§ Items

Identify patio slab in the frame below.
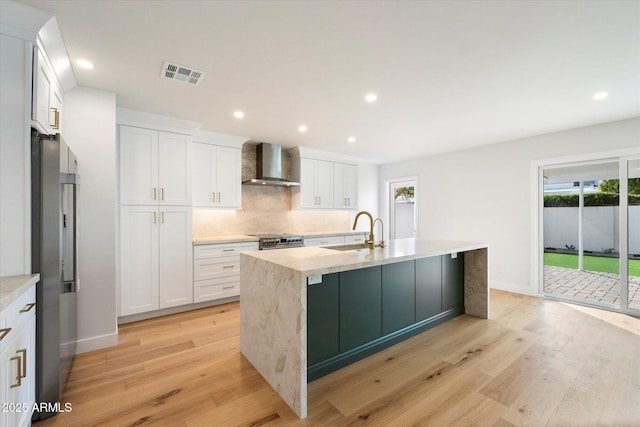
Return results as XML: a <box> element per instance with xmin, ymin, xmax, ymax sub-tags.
<box><xmin>544</xmin><ymin>265</ymin><xmax>640</xmax><ymax>310</ymax></box>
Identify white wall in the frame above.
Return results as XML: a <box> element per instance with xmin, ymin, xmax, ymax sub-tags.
<box><xmin>379</xmin><ymin>118</ymin><xmax>640</xmax><ymax>294</ymax></box>
<box><xmin>349</xmin><ymin>163</ymin><xmax>380</xmax><ymax>231</ymax></box>
<box><xmin>0</xmin><ymin>34</ymin><xmax>31</xmax><ymax>276</ymax></box>
<box><xmin>61</xmin><ymin>87</ymin><xmax>118</xmax><ymax>352</ymax></box>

§ Exercise requirements
Convert all the records above into a two-column CSV with columns named text and answer and one row per record. Put each value in a single quoted field with line breaks replaced by spaces, and omit the pictures.

§ Full output
text,answer
"Identify patio slab in the frame below. Return results as XML: a <box> element per instance with xmin, ymin, xmax, ymax sub-tags.","<box><xmin>544</xmin><ymin>265</ymin><xmax>640</xmax><ymax>310</ymax></box>"
"Identify white wall in the frame above. Return results as XML: a <box> element per instance with xmin, ymin, xmax, ymax sub-tags.","<box><xmin>379</xmin><ymin>118</ymin><xmax>640</xmax><ymax>294</ymax></box> <box><xmin>349</xmin><ymin>163</ymin><xmax>380</xmax><ymax>231</ymax></box> <box><xmin>0</xmin><ymin>34</ymin><xmax>31</xmax><ymax>276</ymax></box> <box><xmin>61</xmin><ymin>87</ymin><xmax>118</xmax><ymax>352</ymax></box>"